* begin RECORDS *
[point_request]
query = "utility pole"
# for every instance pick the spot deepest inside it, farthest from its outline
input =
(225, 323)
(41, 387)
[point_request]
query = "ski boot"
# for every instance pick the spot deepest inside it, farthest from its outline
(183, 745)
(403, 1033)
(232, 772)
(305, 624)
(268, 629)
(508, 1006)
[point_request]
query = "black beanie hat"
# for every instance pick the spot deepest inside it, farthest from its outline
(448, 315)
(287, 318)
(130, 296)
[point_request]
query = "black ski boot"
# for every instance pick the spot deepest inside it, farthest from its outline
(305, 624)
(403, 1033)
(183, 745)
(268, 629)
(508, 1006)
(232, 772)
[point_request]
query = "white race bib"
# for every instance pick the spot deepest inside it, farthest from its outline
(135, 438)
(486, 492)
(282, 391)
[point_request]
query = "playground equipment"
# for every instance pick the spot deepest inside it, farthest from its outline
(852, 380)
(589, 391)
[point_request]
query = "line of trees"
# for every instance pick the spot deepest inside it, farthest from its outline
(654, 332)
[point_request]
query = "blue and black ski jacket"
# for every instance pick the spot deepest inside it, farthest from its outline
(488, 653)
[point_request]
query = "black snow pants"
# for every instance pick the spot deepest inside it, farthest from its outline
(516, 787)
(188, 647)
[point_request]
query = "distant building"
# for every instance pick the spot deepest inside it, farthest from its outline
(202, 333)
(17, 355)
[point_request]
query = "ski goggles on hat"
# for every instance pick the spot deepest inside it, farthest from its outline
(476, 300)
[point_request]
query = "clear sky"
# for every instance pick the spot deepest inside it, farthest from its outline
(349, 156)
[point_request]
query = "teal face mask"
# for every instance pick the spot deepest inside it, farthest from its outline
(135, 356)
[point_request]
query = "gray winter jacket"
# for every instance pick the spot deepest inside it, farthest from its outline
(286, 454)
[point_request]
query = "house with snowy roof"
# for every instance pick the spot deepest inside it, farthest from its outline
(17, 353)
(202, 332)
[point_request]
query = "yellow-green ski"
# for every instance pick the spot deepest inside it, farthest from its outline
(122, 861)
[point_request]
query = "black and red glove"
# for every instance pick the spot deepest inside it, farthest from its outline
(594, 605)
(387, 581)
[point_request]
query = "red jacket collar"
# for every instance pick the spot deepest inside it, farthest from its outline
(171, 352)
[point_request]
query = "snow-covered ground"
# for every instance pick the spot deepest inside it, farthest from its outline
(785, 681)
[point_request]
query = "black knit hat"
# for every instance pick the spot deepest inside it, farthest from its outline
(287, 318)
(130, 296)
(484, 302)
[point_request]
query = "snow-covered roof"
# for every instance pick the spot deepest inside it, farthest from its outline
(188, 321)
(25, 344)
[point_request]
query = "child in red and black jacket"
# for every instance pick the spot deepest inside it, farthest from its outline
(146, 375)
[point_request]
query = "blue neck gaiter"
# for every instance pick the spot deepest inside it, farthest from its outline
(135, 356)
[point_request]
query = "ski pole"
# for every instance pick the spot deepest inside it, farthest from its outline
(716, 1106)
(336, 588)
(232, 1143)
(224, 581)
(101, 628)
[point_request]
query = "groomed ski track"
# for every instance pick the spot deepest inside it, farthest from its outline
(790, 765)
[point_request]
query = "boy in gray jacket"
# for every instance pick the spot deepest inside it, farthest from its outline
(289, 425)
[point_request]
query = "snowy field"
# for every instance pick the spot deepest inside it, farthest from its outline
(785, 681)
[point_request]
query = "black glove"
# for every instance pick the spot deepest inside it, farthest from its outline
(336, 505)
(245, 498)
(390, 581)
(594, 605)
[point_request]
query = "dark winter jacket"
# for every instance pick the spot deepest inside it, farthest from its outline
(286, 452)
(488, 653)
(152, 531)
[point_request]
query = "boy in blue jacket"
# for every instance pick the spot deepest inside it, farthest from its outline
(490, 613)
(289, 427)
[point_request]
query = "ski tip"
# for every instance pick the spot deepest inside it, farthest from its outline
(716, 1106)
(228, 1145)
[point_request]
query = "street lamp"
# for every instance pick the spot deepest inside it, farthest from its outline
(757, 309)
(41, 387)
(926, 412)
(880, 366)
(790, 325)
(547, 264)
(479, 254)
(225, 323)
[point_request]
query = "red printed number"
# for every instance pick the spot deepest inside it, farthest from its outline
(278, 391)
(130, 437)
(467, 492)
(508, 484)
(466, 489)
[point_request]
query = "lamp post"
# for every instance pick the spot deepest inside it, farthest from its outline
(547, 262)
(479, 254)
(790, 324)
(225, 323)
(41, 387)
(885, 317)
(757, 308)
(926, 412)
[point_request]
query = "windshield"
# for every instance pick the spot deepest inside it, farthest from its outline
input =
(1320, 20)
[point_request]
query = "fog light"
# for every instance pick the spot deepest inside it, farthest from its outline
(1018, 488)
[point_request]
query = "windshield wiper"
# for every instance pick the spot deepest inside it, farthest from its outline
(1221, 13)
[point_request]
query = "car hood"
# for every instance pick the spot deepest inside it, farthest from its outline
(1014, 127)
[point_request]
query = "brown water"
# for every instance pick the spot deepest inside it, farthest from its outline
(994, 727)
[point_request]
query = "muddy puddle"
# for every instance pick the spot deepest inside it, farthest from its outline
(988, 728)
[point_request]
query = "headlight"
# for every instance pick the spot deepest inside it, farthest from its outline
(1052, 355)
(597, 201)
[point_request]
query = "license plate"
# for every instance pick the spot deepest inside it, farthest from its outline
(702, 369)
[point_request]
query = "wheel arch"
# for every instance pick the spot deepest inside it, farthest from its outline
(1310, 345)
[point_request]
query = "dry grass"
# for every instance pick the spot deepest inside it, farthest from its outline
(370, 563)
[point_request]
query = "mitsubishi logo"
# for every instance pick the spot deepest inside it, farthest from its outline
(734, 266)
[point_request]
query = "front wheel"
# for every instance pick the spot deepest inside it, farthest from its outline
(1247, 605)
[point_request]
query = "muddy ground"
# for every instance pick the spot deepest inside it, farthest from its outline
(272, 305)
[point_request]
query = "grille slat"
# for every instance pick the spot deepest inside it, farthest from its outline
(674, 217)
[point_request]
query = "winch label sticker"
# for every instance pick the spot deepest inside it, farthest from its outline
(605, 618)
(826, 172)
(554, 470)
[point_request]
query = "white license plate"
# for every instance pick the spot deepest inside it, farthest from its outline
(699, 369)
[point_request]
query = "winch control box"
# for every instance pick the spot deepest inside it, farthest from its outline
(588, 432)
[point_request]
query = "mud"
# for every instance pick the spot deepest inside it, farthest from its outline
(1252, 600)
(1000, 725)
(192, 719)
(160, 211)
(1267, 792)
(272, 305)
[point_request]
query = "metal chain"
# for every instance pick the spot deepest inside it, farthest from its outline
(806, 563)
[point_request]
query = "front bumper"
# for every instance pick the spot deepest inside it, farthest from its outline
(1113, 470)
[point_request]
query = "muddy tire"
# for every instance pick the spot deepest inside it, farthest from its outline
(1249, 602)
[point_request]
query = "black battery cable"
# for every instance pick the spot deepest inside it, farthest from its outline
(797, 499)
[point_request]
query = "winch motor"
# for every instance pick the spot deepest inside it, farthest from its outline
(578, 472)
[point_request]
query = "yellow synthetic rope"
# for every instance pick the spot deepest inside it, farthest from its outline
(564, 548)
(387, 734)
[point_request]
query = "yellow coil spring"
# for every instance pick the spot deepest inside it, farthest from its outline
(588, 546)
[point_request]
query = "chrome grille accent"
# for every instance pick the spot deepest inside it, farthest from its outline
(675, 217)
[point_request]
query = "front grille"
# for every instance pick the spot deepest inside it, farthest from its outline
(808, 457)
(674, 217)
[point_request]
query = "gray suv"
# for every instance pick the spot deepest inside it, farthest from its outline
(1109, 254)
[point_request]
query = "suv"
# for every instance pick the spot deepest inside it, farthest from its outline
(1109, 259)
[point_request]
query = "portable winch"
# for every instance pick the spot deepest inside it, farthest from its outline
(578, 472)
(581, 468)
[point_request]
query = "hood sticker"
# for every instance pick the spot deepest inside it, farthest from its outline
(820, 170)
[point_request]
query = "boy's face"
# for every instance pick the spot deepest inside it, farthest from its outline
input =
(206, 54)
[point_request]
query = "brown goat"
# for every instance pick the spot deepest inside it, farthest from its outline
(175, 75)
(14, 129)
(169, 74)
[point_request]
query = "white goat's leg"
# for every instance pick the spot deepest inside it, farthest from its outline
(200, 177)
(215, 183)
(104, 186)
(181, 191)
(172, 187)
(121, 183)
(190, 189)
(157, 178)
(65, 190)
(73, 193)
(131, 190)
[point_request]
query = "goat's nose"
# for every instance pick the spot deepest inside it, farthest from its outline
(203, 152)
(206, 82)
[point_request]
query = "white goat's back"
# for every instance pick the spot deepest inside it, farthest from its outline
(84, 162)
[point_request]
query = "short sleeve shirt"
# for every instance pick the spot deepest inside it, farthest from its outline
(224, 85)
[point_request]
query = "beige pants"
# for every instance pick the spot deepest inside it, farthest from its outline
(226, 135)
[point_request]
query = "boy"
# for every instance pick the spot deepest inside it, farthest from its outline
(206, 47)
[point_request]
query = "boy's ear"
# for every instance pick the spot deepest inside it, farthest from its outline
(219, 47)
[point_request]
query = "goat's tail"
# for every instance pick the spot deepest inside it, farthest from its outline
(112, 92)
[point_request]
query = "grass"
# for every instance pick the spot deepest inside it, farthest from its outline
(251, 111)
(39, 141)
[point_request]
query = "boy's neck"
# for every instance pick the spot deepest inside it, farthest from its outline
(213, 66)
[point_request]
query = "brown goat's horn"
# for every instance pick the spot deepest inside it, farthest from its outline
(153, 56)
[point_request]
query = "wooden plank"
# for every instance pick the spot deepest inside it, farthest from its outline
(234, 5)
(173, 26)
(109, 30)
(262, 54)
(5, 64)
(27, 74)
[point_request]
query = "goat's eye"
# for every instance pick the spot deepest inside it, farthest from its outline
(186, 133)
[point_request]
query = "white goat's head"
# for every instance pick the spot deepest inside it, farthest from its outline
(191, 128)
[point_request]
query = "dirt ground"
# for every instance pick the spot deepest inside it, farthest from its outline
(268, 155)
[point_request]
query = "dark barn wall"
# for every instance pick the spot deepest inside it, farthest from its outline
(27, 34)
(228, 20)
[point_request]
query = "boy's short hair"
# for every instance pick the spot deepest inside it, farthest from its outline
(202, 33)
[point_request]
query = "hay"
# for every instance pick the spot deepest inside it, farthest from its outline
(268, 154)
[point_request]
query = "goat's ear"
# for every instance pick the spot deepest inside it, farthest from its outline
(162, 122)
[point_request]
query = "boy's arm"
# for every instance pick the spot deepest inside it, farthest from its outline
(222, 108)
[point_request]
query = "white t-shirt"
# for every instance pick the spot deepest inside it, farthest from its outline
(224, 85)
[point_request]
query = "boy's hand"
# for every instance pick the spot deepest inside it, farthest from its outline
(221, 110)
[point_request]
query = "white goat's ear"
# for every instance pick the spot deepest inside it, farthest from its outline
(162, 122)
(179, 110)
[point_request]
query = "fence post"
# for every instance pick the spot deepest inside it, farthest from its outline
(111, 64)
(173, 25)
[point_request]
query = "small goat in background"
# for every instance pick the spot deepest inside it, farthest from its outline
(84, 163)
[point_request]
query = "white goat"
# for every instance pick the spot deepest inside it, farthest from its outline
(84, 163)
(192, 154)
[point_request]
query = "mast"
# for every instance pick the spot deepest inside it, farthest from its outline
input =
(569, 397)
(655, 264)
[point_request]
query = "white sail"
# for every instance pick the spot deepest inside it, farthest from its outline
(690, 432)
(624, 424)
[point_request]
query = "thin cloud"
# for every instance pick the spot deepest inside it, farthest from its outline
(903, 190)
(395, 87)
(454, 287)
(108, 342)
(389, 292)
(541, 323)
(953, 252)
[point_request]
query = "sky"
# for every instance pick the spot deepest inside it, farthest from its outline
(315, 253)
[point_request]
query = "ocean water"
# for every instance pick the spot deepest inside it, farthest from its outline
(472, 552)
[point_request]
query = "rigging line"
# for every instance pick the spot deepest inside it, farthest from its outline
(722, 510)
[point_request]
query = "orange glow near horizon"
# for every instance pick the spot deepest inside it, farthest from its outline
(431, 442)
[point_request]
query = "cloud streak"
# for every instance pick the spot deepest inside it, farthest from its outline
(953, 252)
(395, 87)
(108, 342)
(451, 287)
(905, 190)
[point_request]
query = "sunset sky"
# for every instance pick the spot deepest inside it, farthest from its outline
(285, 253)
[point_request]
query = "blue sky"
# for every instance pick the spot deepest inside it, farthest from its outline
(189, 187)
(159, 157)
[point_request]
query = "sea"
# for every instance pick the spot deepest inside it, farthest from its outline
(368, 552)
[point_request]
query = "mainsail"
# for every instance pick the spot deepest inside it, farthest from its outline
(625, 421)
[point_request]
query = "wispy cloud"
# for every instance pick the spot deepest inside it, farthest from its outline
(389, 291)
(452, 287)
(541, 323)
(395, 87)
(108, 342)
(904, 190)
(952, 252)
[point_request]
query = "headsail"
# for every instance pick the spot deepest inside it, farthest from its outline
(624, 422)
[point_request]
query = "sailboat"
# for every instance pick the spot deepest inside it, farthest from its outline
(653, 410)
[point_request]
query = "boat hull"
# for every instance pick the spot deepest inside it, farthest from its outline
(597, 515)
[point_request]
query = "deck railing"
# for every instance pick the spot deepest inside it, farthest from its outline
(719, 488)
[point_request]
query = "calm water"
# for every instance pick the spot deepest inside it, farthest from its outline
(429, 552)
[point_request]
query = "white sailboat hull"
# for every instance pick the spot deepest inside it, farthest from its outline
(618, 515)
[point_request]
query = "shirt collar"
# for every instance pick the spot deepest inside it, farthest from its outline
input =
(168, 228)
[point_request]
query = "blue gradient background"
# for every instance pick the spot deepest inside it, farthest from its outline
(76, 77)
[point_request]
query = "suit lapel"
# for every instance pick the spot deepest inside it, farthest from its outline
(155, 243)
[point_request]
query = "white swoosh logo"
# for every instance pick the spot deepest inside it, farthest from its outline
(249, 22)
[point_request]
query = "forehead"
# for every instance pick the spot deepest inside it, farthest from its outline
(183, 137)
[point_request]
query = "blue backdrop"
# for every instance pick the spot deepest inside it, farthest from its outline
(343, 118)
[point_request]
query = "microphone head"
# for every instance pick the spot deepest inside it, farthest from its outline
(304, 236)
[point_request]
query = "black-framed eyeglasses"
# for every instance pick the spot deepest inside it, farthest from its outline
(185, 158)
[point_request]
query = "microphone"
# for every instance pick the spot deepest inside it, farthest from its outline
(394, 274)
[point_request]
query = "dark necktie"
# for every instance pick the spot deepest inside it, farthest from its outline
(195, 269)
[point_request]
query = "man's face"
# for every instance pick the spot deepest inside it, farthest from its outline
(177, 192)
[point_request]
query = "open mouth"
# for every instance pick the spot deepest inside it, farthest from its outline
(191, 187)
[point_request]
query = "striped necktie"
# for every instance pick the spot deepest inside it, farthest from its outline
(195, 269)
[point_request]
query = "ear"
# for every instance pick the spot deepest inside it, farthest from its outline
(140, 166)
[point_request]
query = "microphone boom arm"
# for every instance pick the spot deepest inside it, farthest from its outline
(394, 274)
* end RECORDS *
Return each line of the records above that contains the string "dark", copying every such line unchanged. Treat the match as case-sensitive.

--- TASK ANSWER ---
query = "dark winter jacket"
query = "dark barn wall"
query = "dark necktie"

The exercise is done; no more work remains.